>>>>
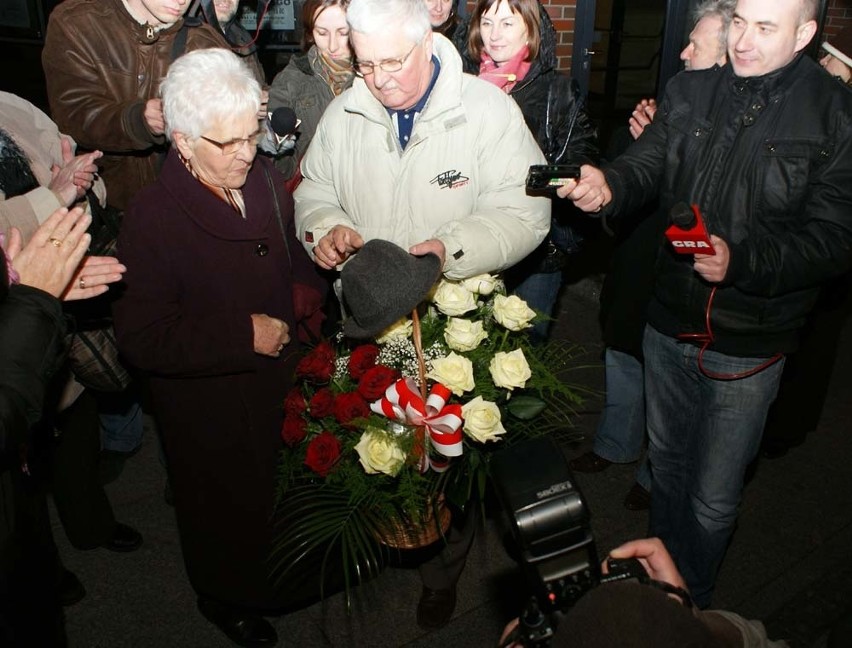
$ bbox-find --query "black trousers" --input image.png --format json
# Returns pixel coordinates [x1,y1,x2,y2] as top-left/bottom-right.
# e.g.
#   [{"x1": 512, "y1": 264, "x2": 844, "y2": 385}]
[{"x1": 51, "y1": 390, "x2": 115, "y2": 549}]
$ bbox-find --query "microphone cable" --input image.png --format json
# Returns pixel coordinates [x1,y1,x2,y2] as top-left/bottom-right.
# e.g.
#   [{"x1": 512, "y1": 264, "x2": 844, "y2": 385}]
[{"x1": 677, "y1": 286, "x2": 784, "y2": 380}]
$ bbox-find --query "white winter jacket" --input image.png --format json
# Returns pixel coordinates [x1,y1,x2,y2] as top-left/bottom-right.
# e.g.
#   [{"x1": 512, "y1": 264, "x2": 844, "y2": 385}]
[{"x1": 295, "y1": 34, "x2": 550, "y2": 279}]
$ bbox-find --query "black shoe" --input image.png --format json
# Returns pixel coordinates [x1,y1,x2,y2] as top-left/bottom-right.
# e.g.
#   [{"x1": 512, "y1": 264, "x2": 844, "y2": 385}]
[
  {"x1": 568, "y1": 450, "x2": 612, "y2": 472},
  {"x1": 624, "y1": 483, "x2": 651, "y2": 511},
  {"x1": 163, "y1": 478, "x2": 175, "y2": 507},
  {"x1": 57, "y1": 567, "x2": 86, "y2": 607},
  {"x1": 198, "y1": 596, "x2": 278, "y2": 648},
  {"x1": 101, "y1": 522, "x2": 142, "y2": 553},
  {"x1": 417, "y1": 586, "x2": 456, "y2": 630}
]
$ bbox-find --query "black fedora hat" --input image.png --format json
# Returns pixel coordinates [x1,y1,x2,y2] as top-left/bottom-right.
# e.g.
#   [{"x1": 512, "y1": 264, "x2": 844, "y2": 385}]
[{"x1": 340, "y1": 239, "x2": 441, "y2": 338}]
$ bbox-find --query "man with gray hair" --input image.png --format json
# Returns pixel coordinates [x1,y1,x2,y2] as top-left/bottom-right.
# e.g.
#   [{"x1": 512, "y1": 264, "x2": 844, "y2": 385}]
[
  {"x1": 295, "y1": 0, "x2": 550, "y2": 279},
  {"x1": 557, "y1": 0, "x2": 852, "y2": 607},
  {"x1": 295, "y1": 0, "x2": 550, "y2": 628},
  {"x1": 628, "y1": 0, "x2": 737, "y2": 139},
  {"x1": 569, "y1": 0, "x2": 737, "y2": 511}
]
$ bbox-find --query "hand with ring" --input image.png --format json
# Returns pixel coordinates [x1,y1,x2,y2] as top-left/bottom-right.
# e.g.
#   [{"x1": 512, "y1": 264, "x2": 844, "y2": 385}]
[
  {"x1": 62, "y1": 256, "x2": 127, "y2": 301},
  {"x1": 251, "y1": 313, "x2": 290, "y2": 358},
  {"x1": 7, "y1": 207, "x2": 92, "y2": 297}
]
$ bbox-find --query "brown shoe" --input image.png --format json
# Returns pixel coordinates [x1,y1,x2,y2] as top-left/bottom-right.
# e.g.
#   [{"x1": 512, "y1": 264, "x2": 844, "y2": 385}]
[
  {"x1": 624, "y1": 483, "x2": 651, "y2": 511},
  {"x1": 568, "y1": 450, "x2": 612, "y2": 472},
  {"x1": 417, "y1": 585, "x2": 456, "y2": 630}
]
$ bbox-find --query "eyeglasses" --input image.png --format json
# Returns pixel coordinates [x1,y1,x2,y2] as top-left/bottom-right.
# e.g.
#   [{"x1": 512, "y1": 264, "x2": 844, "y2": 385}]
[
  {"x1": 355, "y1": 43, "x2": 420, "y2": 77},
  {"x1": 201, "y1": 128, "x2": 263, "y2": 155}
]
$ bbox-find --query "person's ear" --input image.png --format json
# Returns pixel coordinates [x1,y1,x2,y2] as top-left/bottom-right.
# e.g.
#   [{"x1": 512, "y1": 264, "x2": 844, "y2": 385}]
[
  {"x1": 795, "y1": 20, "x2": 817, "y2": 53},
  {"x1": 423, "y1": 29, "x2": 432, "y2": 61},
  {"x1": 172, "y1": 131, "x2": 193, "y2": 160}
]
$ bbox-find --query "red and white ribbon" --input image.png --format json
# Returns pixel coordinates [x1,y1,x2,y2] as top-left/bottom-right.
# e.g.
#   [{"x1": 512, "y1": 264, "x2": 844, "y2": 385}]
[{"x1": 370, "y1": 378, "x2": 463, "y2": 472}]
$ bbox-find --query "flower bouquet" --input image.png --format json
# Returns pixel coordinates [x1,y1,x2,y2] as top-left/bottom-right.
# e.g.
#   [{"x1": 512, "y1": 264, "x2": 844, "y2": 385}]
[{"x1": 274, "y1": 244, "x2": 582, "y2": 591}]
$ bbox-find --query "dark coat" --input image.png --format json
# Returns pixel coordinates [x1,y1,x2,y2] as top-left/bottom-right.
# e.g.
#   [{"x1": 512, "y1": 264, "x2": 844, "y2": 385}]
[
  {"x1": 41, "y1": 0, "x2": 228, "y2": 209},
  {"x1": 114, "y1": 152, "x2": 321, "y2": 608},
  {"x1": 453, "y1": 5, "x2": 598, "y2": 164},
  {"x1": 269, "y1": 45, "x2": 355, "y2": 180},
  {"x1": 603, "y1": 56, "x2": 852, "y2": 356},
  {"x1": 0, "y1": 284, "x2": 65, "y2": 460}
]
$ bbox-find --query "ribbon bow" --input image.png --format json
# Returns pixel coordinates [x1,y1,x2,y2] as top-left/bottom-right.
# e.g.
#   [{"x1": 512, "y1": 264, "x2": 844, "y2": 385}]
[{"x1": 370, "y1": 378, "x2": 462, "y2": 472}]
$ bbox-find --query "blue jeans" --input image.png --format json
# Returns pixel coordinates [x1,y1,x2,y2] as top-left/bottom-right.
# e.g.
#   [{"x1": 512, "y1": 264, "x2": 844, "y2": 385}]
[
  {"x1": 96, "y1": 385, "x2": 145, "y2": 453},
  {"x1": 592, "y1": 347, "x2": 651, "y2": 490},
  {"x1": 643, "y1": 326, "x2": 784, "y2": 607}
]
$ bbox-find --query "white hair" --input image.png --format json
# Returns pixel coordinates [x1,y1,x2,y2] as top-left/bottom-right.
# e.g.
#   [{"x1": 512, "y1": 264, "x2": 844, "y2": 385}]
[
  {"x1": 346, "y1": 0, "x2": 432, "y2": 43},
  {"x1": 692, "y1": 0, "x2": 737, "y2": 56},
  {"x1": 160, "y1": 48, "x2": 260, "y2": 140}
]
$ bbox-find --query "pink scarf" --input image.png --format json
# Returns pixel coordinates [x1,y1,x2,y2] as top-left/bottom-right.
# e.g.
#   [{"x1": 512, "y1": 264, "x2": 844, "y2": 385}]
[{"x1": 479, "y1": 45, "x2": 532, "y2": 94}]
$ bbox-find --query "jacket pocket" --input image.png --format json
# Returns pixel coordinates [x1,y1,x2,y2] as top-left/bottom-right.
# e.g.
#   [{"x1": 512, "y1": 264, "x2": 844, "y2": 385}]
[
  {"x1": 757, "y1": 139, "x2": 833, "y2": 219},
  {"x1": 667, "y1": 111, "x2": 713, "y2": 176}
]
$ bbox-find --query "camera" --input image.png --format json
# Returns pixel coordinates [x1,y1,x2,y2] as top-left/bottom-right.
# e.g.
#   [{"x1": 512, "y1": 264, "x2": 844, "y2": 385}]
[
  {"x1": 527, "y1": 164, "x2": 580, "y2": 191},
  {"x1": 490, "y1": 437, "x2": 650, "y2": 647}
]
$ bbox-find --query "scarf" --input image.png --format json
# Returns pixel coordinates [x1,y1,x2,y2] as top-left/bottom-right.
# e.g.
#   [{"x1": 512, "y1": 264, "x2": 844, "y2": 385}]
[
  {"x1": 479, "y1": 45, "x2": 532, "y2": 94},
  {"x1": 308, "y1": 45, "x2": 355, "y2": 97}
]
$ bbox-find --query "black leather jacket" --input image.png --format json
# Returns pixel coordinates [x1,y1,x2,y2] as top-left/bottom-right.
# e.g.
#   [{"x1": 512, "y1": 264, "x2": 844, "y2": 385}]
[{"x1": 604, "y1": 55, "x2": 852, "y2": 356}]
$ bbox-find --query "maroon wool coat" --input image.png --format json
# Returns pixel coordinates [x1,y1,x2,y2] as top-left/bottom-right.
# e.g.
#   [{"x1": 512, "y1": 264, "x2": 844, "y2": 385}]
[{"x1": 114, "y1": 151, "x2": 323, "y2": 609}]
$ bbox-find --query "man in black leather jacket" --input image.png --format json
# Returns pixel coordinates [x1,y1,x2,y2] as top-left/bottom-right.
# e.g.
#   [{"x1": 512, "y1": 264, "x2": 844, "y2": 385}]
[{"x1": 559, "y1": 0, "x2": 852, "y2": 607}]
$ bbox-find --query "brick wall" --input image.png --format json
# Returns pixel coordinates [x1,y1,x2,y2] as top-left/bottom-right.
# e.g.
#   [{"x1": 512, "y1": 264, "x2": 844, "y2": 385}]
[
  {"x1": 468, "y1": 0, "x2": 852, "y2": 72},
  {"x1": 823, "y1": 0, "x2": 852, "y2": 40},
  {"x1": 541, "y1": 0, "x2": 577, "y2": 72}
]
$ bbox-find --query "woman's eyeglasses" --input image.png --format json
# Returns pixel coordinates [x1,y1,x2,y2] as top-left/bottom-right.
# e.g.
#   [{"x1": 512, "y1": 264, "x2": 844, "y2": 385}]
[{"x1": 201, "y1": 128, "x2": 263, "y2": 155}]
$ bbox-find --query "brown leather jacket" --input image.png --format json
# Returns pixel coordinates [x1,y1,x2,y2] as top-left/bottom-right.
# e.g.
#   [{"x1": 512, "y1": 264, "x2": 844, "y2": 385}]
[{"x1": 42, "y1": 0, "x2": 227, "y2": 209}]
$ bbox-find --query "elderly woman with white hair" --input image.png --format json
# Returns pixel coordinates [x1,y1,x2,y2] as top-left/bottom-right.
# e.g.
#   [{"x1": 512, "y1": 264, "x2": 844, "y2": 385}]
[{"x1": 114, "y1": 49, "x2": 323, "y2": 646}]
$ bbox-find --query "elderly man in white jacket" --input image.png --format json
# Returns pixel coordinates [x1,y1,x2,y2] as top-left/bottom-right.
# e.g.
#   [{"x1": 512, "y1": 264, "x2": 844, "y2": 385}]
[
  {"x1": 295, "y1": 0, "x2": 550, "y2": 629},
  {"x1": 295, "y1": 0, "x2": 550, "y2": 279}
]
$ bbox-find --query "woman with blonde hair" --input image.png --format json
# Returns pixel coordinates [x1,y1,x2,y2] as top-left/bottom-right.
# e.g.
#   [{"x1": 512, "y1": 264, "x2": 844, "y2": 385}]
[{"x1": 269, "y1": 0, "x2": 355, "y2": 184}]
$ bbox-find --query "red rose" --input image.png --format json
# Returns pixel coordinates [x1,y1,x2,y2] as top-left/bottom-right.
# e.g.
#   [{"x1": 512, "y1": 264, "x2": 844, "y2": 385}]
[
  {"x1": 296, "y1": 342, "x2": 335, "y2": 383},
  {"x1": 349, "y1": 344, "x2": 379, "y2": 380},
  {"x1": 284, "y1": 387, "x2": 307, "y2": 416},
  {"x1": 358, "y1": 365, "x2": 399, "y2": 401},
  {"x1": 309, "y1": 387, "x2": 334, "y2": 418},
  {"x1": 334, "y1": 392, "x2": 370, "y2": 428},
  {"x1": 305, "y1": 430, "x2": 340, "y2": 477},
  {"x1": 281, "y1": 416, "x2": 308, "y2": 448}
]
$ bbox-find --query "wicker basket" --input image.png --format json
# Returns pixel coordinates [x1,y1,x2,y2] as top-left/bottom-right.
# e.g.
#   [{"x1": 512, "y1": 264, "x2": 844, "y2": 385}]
<<<<
# Required task
Report every line of the listing above that contains the string "eyeglasses", copying each line in full.

# Output
$ bbox-find --query "eyeglasses" --input image.png --format json
$ bbox-find --query "woman's eyeglasses" --input image.png --format json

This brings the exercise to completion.